Exercise objective:
Copy out everything in the data below, from its first line down through the line containing "left=233, top=192, right=258, bottom=233", and leave the pictures out.

Recorded data:
+++

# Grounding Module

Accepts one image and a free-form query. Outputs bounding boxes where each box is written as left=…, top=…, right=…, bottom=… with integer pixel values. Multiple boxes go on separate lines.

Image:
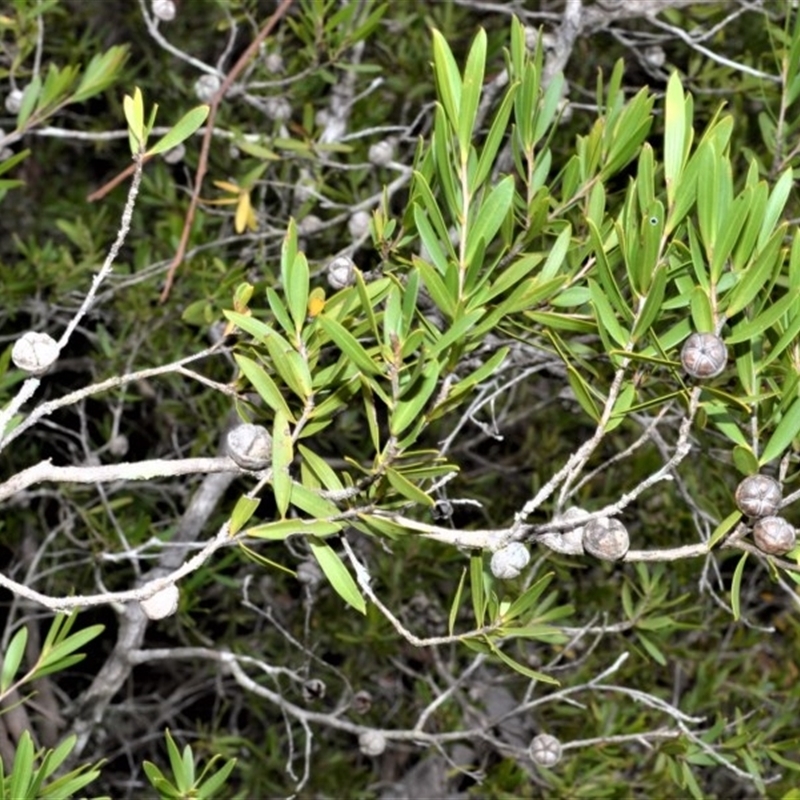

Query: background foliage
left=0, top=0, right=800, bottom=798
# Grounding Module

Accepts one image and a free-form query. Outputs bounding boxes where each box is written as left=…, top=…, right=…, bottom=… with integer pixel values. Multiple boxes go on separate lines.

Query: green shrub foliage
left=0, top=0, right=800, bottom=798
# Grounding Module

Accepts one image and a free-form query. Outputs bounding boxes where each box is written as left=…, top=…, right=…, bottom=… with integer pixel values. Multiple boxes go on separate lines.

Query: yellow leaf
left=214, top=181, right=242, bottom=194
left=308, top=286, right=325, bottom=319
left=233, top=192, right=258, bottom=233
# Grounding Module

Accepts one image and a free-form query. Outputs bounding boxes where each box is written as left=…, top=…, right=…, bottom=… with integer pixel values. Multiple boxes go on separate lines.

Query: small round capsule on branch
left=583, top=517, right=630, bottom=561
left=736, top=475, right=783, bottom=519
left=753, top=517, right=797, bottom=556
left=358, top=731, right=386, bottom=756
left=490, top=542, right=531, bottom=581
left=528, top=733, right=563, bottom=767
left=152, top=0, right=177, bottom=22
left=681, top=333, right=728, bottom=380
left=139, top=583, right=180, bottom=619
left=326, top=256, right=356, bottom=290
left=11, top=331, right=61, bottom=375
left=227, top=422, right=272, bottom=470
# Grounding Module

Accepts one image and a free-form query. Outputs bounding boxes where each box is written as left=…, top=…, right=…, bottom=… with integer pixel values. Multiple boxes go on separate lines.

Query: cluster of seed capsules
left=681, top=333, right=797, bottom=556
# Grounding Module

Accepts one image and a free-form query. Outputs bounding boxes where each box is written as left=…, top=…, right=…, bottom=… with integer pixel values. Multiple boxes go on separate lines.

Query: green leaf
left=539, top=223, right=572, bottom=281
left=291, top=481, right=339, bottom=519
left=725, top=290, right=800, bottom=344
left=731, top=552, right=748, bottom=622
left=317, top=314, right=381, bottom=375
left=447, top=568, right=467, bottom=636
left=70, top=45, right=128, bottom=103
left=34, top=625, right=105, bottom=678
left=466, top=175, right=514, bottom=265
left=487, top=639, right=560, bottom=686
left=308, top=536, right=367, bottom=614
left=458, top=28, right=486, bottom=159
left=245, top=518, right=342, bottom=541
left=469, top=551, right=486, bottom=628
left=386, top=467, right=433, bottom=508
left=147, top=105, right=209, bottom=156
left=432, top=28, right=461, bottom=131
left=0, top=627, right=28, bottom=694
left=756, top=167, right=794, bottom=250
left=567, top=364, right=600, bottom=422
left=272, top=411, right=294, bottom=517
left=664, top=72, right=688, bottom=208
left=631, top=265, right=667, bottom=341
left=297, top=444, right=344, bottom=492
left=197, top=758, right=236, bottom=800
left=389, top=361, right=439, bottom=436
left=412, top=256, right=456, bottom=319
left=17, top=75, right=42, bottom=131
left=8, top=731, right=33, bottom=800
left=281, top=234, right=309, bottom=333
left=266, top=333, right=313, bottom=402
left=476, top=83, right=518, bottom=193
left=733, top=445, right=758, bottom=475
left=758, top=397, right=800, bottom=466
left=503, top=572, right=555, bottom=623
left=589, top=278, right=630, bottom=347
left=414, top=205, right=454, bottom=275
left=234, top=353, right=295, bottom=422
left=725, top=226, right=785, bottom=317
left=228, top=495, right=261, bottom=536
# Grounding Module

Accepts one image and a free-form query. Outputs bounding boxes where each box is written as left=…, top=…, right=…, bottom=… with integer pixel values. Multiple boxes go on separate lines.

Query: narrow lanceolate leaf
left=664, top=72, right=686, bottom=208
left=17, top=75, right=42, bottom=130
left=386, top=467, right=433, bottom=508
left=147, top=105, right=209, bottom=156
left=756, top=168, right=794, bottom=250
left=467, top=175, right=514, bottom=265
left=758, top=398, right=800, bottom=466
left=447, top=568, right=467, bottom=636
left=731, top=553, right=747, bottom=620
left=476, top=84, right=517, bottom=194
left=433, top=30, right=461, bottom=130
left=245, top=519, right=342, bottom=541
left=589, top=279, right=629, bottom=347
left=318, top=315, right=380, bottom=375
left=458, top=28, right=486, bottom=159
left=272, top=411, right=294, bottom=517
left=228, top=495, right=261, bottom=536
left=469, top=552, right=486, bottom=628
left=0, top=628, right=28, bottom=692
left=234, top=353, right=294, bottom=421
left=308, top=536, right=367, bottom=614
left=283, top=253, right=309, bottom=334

+++

Full answer:
# Grounding Module

Accepts one image and a free-form query. Outputs bounding boxes where each box is written as left=…, top=…, right=…, bottom=… with integer pixel values. Multiple boxes go on separate lines.

Image:

Query: background foliage
left=0, top=0, right=800, bottom=798
# Grounding Module

Accepts one image and a free-form query. Outputs bounding boxes where each box is written as left=…, top=…, right=…, bottom=… with integer pixel values. Multiple boxes go on separate lines.

Query: green shrub foliage
left=0, top=0, right=800, bottom=798
# Grounding Module

Accepts one image and a free-form query. Outputs bounding boxes where each box is written as left=…, top=…, right=…, bottom=… with integer pixel values. Multiple boxes go on separate lines.

Query: yellow leaf
left=214, top=181, right=242, bottom=194
left=308, top=286, right=325, bottom=319
left=233, top=192, right=258, bottom=233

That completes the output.